Data section:
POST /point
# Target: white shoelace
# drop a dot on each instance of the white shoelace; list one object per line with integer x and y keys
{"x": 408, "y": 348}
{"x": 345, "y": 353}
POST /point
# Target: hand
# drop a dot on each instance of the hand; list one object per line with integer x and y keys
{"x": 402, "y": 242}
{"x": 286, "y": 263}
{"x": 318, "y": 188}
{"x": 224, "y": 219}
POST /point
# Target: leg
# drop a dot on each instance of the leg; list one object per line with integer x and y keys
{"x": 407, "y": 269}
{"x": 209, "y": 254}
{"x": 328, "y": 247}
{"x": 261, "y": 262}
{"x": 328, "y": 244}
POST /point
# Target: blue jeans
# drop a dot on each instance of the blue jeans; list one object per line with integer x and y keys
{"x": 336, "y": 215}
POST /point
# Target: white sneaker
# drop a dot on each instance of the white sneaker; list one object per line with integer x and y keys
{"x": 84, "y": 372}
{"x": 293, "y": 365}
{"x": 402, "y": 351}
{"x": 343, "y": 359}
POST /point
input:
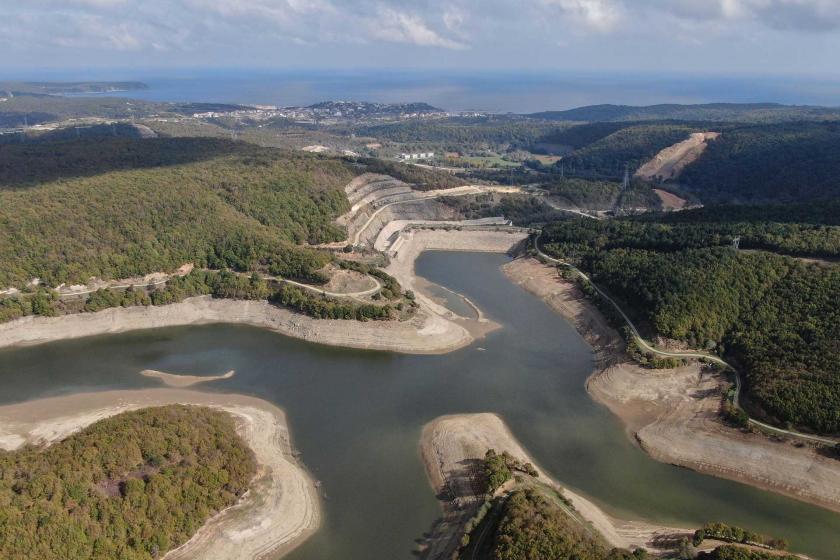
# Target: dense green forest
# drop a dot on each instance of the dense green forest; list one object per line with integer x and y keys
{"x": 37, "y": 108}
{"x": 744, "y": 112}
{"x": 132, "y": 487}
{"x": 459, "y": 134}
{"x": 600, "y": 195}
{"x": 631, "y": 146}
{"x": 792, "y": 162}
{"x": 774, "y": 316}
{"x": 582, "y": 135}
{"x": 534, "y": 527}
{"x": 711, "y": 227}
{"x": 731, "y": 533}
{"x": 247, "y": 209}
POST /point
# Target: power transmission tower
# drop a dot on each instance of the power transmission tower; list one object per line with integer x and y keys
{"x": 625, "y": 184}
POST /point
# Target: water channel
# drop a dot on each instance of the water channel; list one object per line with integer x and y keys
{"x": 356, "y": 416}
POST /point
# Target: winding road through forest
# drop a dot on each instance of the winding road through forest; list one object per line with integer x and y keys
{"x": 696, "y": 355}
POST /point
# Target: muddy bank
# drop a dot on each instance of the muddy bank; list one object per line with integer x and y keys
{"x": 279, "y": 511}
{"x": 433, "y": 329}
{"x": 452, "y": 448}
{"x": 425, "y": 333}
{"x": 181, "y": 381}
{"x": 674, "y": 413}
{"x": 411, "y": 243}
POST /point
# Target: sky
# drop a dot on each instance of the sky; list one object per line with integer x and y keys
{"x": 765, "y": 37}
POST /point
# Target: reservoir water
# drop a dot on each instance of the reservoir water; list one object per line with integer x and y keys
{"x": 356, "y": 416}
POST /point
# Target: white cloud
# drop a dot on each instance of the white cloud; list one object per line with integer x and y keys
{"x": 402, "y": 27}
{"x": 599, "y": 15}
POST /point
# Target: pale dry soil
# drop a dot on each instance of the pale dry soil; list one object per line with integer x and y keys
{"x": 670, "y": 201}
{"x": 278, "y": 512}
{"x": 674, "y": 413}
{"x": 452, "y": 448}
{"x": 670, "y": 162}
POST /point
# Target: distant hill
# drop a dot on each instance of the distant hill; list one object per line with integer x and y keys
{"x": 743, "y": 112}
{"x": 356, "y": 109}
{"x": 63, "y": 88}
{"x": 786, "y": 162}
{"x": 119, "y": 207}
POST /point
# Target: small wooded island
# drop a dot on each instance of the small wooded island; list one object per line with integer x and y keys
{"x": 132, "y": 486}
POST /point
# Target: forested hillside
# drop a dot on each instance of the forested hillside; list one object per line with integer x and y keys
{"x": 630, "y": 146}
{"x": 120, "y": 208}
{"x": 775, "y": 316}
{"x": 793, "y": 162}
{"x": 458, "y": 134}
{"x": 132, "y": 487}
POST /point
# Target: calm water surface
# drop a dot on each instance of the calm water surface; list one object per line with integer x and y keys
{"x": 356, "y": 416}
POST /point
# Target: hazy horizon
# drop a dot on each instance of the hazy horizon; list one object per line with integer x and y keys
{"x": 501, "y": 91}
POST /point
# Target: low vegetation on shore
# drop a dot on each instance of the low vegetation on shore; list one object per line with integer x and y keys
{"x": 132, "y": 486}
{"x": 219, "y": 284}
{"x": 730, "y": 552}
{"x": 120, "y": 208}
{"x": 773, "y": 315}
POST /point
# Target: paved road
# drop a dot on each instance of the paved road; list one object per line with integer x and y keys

---

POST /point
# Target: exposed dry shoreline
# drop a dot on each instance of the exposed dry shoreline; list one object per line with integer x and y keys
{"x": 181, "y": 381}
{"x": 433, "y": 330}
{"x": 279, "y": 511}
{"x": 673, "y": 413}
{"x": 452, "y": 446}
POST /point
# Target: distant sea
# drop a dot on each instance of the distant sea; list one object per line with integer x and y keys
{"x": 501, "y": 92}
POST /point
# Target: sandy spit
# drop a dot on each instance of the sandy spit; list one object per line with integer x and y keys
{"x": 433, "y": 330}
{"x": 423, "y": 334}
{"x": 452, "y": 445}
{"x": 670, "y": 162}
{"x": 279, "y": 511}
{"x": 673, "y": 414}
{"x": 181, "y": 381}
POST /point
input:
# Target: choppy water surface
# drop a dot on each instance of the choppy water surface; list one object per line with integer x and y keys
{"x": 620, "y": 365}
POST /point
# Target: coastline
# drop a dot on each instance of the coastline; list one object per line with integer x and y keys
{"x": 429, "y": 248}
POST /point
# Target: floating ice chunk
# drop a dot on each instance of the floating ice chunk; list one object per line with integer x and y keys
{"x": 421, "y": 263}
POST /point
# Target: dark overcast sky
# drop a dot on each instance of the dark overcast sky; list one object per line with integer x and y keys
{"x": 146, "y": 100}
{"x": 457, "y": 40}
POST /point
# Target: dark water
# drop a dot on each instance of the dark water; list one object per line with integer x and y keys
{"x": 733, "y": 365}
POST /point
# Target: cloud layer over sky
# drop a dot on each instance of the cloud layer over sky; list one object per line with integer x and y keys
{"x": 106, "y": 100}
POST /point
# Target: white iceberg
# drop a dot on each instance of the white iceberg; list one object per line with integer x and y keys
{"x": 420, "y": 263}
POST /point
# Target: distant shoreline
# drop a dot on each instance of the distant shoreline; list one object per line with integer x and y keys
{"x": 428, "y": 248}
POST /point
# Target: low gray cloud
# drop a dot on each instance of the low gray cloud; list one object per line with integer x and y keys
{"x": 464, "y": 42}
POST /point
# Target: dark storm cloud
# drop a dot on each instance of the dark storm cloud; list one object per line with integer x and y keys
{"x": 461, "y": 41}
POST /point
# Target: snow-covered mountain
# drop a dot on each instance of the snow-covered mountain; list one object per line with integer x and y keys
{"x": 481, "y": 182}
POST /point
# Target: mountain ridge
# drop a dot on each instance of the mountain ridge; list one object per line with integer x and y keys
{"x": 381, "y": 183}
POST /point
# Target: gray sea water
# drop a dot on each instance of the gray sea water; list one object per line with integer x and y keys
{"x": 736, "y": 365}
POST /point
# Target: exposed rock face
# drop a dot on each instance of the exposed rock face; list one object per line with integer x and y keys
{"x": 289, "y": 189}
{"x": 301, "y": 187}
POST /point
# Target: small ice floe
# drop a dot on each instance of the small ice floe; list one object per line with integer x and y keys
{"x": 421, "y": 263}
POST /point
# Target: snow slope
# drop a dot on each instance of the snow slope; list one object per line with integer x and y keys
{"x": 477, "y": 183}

---

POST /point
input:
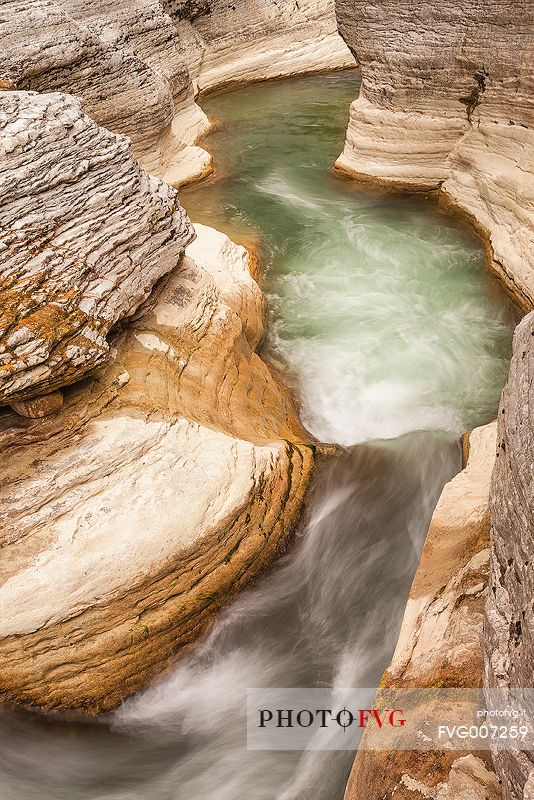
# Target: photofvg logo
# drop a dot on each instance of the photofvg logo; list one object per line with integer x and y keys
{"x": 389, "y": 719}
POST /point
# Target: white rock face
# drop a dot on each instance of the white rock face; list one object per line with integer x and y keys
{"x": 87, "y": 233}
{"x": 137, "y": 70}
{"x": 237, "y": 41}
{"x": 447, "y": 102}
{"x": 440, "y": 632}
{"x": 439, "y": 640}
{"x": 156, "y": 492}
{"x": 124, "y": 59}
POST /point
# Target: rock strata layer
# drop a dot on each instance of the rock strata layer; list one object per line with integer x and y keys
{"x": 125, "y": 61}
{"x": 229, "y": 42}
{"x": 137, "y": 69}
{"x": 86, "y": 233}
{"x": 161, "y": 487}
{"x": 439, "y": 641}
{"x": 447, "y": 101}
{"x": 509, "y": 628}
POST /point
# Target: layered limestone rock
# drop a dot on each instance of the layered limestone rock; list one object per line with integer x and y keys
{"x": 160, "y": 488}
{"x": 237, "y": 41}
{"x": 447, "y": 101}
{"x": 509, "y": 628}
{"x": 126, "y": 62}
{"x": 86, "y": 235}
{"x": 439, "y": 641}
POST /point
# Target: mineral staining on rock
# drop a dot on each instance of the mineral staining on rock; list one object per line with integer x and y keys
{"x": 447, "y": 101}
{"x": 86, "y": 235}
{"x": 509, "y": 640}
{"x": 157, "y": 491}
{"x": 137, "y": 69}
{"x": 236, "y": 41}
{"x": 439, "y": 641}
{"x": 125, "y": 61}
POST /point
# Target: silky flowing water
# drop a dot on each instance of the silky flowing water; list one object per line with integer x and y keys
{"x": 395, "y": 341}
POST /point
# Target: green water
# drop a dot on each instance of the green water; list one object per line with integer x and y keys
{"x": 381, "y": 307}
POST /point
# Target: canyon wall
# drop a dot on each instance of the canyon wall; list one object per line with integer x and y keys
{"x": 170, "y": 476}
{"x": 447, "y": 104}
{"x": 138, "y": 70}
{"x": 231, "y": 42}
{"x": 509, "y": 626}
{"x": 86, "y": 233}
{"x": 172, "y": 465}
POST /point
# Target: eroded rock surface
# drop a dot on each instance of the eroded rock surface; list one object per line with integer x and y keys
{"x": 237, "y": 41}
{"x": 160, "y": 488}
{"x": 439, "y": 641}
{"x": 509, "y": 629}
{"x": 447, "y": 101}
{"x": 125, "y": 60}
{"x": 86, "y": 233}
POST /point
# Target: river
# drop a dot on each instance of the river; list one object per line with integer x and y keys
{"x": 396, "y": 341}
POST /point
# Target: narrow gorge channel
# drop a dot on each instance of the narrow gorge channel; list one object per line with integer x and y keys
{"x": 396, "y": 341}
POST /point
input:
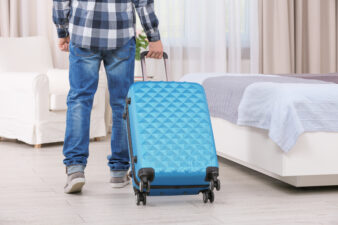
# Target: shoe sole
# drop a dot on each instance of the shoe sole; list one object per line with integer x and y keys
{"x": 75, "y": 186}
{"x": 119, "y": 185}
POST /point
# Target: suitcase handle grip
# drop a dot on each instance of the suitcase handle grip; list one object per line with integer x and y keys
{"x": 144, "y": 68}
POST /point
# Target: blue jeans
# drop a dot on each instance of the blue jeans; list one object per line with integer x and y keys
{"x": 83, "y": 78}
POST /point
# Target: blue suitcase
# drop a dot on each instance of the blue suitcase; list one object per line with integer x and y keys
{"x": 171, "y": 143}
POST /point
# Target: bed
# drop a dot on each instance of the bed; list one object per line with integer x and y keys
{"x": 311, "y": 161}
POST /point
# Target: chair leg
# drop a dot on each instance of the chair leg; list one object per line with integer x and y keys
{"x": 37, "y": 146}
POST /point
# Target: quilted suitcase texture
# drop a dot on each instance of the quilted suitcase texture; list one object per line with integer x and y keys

Aim of the exercise: Throughout the data above, count the lines where the word "paved" occurs, and report that figure alone.

Result: 2